## START Dataset rows

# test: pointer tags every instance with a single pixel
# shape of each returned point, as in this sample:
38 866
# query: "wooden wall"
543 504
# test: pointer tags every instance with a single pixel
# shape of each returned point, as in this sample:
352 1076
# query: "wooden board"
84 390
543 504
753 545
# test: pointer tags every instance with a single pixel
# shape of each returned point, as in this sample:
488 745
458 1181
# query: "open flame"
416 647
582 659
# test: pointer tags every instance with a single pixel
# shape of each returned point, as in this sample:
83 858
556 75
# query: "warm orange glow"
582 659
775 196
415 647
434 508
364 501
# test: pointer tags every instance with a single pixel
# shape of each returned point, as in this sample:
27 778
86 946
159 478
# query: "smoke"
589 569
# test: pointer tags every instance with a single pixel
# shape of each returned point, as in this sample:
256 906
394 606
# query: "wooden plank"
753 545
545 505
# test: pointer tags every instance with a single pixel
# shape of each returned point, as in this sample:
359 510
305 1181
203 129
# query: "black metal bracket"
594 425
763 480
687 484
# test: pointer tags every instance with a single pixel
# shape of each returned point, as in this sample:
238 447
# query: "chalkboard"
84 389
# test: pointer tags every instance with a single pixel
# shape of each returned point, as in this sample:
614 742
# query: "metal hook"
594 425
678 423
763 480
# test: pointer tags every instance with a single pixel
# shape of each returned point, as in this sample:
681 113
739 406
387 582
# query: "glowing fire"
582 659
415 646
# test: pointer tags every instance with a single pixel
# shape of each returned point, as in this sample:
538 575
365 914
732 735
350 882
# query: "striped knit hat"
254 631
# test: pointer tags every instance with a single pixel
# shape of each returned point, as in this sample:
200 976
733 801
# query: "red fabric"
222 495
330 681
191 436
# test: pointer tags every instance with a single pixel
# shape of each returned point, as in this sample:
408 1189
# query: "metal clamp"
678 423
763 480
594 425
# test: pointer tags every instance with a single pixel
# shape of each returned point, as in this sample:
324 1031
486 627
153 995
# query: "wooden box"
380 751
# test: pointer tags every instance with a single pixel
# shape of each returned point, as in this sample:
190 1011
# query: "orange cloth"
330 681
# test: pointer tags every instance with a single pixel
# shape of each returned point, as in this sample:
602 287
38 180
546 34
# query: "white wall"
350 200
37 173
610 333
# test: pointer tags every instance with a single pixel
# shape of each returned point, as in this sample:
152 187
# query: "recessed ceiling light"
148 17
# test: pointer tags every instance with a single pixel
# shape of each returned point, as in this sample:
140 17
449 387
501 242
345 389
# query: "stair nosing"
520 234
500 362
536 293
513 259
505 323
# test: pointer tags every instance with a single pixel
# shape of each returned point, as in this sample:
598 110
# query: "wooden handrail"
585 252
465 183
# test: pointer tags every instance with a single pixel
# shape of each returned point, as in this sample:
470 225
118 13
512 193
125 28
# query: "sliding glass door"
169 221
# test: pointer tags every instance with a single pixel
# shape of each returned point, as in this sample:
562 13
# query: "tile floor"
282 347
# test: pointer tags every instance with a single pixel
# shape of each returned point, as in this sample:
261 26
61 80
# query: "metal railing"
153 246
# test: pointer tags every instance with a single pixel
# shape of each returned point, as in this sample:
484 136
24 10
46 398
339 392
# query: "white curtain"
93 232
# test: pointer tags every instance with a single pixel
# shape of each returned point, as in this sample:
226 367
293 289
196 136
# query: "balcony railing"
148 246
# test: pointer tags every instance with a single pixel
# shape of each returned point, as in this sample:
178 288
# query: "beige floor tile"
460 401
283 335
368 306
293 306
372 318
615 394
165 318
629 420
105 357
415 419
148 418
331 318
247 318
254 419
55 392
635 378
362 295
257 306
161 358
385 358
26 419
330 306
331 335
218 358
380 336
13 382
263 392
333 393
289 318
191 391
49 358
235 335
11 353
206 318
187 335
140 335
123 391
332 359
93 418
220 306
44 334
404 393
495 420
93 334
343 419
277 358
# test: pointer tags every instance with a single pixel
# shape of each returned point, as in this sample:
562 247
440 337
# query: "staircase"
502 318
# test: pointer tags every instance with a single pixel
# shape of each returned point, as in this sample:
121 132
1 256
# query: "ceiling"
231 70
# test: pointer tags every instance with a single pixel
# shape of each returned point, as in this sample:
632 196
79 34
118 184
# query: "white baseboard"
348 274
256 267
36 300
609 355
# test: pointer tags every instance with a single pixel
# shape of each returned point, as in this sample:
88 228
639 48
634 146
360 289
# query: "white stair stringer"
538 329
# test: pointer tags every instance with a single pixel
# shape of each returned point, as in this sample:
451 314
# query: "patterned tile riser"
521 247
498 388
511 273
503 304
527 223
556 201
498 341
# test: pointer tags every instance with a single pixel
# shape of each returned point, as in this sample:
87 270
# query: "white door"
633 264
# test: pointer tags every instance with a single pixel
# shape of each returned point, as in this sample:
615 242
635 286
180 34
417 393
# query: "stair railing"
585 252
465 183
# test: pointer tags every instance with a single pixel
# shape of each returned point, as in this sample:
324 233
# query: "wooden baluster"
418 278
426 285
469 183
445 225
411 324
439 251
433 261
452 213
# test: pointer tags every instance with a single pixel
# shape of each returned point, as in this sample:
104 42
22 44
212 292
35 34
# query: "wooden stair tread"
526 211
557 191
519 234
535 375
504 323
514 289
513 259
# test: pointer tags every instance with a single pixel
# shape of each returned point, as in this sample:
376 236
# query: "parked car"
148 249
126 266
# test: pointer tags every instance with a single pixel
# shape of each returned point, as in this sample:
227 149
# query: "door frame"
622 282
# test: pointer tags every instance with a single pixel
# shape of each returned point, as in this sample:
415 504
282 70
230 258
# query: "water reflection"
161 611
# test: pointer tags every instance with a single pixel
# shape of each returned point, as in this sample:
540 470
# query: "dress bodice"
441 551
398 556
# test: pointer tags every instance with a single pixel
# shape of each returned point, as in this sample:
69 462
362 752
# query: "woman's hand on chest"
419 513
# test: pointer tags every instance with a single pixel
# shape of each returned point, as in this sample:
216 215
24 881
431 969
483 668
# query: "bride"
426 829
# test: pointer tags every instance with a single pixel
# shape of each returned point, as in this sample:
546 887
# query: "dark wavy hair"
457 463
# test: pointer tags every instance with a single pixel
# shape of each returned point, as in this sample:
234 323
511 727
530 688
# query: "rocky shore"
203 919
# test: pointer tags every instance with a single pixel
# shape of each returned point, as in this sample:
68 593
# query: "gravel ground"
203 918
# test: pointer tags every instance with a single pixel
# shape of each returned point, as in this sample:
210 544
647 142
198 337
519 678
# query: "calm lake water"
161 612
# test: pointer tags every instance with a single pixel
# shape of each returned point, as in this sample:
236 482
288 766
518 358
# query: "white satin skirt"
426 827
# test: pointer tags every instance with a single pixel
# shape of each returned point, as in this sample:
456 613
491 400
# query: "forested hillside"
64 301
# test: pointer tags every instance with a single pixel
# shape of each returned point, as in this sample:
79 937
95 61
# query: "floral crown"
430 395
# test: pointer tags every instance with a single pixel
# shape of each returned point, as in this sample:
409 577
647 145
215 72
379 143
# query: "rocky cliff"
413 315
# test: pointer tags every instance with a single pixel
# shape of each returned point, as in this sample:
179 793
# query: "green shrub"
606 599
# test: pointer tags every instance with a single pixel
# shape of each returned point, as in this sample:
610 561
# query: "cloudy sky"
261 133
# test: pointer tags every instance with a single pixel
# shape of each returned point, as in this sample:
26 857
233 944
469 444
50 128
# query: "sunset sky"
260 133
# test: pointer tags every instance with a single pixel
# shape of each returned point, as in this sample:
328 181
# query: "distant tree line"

## END Dataset rows

**Goal**
Extract every line of the items above that contains the word "tile", matching its case exactly.

**Result of this task**
# query: "tile floor"
# query: "beige floor tile"
# query: "patterned tile riser"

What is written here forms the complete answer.